▶ **DOCUMENT TEXT**:
---*---
From the onset of Covid-19 in 2020, a host of traditional remedies were touted as easy and natural solutions for warding off the virus. Remedies and advice galore flooded social networks, including drinking hot water, taking a hot bath, and sunbathing to kill the virus.
The scale of these erroneous recommendations was such that Unicef spoke out to warn people about misinformation relating to these so-called antidotes.
However, four years later, one of the remedies cited at the time is making a comeback, presented by an American researcher as a potential means of warding off SARS-CoV-2, the virus that causes Covid-19.
The remedy in question is tea. But, contrary to the false claims made in 2020, it’s not because tea is a hot beverage that it could be a way of fighting the virus – and not all teas are effective, either.
In fact, only five varieties were identified by Malak Esseili, a virologist at the University of Georgia’s Center for Food Safety, as potentially inactivating Sars-CoV-2: black tea, eucalyptus mint, a mint blend, raspberry zinger tea, and green tea.
Published in the journal Food and Environmental Virology, this research suggests that the virus can be inactivated in saliva by certain teas. “Inactivating SARS-CoV-2 in the mouth and the throat matters because that potentially reduces the introduction of the virus to the lower respiratory system,” Esseili explained.
A total of 24 types of tea were tested to verify the efficacy of this potential solution, through experiments that involved testing the tea as a drink and as a gargle.
---*---
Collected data
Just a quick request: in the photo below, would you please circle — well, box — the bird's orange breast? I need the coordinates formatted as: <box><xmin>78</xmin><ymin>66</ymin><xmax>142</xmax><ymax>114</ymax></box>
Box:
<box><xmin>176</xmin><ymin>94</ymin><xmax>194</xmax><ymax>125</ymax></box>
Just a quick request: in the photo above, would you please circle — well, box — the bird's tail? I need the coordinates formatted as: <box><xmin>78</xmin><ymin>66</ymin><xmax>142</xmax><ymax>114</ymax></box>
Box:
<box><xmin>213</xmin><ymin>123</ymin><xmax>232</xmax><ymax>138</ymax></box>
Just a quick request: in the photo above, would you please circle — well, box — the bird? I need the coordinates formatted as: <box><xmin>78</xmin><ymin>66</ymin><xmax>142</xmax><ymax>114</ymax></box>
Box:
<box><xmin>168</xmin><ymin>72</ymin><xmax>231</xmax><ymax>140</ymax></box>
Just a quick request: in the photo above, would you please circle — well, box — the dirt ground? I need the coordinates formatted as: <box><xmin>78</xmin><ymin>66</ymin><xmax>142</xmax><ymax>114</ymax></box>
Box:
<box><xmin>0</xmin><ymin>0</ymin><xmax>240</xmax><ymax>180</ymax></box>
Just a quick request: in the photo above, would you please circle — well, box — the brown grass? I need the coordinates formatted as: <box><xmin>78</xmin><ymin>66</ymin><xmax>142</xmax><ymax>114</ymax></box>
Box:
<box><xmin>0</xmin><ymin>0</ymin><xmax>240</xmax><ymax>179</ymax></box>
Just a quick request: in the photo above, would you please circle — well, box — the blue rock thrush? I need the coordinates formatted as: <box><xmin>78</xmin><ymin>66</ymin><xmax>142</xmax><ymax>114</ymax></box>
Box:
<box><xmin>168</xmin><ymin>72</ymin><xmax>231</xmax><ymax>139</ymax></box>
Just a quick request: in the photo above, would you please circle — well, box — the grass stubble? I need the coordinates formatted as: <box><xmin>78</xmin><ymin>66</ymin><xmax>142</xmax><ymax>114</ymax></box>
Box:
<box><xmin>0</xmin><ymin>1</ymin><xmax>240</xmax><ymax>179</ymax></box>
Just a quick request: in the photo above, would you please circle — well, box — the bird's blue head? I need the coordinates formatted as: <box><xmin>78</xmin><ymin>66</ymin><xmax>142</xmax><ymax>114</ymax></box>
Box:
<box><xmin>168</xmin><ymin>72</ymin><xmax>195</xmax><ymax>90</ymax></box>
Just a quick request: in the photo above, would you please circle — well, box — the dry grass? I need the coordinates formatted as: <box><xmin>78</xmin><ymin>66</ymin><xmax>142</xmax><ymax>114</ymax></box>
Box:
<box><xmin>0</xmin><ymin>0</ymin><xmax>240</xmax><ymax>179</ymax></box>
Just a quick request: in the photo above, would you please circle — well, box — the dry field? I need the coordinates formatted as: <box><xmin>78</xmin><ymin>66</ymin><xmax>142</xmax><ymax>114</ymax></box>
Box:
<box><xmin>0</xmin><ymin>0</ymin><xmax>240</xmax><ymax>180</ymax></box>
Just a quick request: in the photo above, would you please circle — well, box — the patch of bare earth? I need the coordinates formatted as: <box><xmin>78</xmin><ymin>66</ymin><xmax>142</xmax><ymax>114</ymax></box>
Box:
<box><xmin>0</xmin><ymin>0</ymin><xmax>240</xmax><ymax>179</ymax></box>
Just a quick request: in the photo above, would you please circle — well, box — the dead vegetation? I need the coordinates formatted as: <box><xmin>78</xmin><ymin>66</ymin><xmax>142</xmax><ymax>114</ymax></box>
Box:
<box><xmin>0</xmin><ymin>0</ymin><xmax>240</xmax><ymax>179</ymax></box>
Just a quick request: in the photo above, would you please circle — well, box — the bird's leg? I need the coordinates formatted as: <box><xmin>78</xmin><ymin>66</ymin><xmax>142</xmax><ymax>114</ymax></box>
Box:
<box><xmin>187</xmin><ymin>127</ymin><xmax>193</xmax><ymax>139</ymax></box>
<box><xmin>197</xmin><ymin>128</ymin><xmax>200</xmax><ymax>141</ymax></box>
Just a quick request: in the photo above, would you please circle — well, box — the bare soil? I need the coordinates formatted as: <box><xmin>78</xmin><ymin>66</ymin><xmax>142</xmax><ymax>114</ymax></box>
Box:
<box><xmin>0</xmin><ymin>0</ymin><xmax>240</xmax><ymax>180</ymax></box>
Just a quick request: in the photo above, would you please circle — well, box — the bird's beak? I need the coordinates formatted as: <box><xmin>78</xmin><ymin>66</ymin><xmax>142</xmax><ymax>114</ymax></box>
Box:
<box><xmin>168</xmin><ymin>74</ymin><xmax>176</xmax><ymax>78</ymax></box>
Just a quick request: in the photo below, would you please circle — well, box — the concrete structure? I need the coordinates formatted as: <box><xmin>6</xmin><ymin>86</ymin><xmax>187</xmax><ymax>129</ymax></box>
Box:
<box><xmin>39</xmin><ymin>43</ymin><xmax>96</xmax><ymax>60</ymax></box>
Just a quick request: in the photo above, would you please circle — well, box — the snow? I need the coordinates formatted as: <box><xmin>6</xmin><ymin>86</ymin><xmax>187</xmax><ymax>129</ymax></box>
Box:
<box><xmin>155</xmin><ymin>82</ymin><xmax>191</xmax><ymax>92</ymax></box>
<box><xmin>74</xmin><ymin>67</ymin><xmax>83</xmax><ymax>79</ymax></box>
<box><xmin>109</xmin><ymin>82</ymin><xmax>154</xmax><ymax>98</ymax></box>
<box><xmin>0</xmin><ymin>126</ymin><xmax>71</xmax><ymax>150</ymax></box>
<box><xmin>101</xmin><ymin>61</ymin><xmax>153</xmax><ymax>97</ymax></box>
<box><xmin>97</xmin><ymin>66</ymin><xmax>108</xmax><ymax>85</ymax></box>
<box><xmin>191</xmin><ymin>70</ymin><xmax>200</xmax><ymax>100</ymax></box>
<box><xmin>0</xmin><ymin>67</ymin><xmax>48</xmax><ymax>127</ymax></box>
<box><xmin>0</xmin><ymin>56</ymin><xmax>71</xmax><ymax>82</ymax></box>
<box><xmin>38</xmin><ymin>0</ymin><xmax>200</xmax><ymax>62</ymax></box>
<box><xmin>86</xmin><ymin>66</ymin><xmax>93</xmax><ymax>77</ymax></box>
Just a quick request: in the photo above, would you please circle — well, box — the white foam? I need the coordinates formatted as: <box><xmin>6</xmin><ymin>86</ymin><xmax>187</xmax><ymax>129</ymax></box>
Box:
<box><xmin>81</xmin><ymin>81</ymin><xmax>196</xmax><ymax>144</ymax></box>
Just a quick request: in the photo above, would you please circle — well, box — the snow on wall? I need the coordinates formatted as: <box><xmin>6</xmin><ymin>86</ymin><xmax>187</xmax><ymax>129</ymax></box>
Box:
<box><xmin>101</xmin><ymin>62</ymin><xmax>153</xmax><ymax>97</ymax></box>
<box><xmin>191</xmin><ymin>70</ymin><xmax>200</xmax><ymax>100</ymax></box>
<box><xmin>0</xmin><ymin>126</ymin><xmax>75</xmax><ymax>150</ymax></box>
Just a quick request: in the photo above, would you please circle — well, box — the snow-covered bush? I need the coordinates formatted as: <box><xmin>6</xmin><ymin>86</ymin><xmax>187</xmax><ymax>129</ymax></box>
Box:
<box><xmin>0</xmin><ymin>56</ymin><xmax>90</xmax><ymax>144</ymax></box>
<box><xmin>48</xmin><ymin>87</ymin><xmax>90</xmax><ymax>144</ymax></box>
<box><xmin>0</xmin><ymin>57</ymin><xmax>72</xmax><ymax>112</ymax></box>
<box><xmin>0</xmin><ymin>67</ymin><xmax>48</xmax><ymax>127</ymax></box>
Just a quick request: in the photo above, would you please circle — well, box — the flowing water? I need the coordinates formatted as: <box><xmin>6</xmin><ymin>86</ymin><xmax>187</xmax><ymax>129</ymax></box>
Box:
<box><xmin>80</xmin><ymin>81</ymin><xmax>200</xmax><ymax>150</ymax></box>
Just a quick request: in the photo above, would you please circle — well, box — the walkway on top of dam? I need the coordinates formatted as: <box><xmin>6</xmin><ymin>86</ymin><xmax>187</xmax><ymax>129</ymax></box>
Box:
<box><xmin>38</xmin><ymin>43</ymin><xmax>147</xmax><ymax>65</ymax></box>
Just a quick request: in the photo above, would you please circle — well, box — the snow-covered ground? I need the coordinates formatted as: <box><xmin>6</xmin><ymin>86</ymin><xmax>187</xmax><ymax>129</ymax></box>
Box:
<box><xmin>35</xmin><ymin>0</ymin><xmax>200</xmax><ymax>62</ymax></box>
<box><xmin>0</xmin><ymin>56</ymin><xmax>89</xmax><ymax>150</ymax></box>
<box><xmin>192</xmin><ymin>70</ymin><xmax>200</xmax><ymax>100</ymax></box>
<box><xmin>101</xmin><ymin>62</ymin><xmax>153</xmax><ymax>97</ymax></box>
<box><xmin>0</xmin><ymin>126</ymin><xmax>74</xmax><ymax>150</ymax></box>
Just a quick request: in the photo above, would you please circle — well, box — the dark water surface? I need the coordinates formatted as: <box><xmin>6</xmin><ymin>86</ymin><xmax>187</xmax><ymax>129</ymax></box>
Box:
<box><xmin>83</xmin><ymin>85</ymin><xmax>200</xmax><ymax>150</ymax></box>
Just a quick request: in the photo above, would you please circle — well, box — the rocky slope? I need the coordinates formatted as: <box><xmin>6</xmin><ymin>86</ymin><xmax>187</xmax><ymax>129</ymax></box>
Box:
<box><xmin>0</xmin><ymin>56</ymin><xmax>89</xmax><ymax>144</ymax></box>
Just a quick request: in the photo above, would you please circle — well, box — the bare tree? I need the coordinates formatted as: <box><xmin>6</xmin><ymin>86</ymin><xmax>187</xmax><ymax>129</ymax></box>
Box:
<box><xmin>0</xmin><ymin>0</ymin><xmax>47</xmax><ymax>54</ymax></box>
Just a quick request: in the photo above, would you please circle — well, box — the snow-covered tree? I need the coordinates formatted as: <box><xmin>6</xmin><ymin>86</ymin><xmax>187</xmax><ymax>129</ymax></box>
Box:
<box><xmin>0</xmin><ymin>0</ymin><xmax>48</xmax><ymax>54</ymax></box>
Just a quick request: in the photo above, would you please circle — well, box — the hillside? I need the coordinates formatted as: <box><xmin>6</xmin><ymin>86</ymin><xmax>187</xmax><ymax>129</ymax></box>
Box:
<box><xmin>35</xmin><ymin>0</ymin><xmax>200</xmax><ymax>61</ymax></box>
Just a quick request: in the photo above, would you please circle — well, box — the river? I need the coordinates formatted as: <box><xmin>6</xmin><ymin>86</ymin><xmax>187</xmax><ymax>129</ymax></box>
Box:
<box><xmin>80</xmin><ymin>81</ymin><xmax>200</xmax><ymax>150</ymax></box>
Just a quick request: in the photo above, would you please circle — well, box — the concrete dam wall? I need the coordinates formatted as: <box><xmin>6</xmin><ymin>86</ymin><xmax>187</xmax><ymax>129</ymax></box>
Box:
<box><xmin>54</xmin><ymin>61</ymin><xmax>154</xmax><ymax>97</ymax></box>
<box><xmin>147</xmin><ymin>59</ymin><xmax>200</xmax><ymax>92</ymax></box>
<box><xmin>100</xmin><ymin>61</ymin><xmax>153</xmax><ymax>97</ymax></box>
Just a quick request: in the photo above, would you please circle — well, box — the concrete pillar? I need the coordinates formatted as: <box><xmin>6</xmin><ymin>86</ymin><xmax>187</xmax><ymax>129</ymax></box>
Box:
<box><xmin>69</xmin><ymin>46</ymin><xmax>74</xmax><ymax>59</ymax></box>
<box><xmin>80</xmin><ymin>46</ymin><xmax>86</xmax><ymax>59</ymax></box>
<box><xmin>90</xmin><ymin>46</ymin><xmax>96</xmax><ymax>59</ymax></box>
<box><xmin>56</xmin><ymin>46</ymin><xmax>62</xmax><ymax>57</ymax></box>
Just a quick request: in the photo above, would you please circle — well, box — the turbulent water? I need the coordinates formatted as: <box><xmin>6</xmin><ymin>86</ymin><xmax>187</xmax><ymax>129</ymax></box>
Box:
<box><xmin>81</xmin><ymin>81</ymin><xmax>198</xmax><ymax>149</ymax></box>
---*---
▶ **ACTION ITEM A**:
In one to three sentences, explain why, according to the article on tea and SARS-CoV-2, it matters to inactivate the virus in the mouth and the throat.
▶ **ACTION ITEM B**:
Pick up the article on tea and SARS-CoV-2 after its final sentence and continue writing it.
The items collected here have no connection to the article on tea and SARS-CoV-2.

▶ **TASK OUTPUT A**:
Inactivating SARS-CoV-2 in the mouth and the throat matters because it potentially reduces the introduction of the virus to the lower respiratory system.

▶ **TASK OUTPUT B**:
In the latter case, the tea was deliberately brewed to a concentration four times higher than that of the drinkable beverage. In 10 seconds of gargling, the five aforementioned varieties of tea reduced the virus by up to 99.9%.
However, when black tea was consumed as a drinkable infusion, it, too, reduced the virus by 99.9%.
For the other four teas, the virus was reduced by at least 96% after at least 10 seconds in the mouth. It should be noted that all the preparations contained no additions such as milk, sugar or lemon.
This does not mean, however, that tea should be regarded as a replacement for medical care. The researcher makes it clear that, “at this stage, we are not suggesting tea as a stand-alone intervention against SARS-CoV-2, because the virus also replicates in the nose and may have already reached the lung by the time a person tests positive.
“But tea could be an additional layer of intervention that the patients and their families can easily adopt on a routine basis,” he concluded.